→ EXERCISE OBJECTIVE:
List all lines of the data containing the word "railway".
* * *
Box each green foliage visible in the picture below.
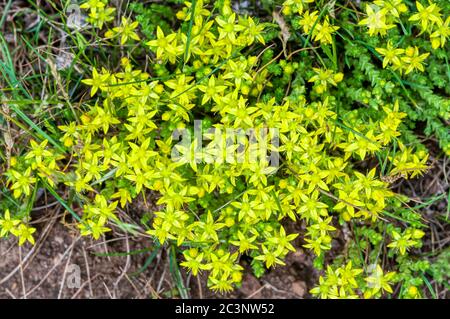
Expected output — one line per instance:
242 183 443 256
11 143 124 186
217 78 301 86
130 1 178 39
429 248 450 285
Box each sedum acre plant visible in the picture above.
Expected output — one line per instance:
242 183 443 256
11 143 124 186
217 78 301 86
0 0 448 298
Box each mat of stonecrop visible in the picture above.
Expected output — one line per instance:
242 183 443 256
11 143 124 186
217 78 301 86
0 0 448 299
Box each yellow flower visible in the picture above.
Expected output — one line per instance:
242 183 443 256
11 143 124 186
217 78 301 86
314 17 339 45
222 60 253 89
343 130 381 160
299 10 319 34
401 46 430 74
387 231 417 255
87 6 115 29
146 26 181 63
242 16 265 45
409 1 443 32
16 224 36 246
197 75 227 105
106 17 140 45
430 16 450 49
180 248 209 276
282 0 314 15
0 210 20 237
376 41 405 68
254 244 286 268
215 13 245 43
364 265 396 298
80 0 106 10
407 286 421 298
209 273 234 293
81 67 110 96
389 144 429 178
9 167 36 198
111 188 133 208
374 0 408 18
230 231 258 253
79 220 110 240
58 122 79 147
338 262 363 288
359 5 395 36
25 139 53 166
308 68 344 93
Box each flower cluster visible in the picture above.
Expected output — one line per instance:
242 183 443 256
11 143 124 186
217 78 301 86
310 262 398 299
360 1 450 74
284 1 340 45
0 210 36 245
409 1 450 49
80 0 116 29
376 43 430 74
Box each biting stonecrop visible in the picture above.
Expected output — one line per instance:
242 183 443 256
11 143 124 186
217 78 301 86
285 0 450 154
0 0 442 298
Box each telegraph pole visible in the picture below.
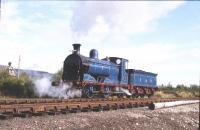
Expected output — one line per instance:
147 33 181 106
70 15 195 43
17 55 21 79
198 73 200 94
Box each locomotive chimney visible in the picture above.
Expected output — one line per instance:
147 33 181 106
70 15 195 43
73 43 81 54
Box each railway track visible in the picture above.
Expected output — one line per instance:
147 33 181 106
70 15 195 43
0 97 198 119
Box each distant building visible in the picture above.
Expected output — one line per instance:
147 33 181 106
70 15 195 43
7 62 16 76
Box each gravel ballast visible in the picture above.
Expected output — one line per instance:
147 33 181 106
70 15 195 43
0 104 199 130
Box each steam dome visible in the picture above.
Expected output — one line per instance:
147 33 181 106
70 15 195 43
89 49 98 59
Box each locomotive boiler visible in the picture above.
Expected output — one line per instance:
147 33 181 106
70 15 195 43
62 44 157 98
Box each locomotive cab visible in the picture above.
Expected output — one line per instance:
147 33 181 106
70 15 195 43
108 57 128 84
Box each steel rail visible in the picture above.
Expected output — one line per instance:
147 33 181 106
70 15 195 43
0 97 198 119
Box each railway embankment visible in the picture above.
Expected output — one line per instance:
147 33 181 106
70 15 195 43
0 103 198 130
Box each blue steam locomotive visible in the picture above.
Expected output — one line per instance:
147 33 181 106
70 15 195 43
62 44 157 98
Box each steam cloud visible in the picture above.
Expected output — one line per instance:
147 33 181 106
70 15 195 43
71 2 118 36
34 78 82 99
70 1 184 39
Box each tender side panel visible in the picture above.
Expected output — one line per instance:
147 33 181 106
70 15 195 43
130 70 157 88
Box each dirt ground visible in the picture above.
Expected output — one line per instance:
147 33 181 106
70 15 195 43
0 103 199 130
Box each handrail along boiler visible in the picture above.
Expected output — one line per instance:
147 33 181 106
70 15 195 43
62 44 157 98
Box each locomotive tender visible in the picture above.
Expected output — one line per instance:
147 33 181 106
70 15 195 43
62 44 157 98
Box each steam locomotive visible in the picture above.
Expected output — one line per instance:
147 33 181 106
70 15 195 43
62 44 157 98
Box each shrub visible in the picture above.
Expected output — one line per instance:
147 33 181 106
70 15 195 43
0 70 35 98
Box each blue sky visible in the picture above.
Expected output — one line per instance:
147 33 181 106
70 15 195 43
0 1 199 86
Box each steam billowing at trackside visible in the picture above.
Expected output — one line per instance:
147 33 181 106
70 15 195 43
34 78 82 99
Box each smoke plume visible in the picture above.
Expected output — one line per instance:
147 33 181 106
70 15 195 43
71 2 118 37
70 1 184 40
34 77 82 99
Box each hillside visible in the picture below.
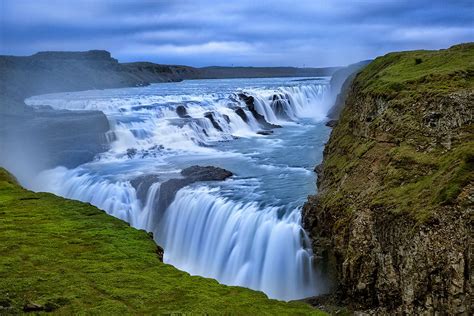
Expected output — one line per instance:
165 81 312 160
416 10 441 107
303 43 473 314
0 168 324 314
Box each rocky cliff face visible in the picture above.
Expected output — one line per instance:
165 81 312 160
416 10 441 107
303 43 473 314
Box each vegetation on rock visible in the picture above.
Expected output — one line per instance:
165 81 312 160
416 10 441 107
303 43 473 314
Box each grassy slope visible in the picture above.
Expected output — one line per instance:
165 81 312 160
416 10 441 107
* * *
→ SOLVED EXERCISE:
Box each railway track visible in the picture above.
Box each railway embankment visible in the picture above.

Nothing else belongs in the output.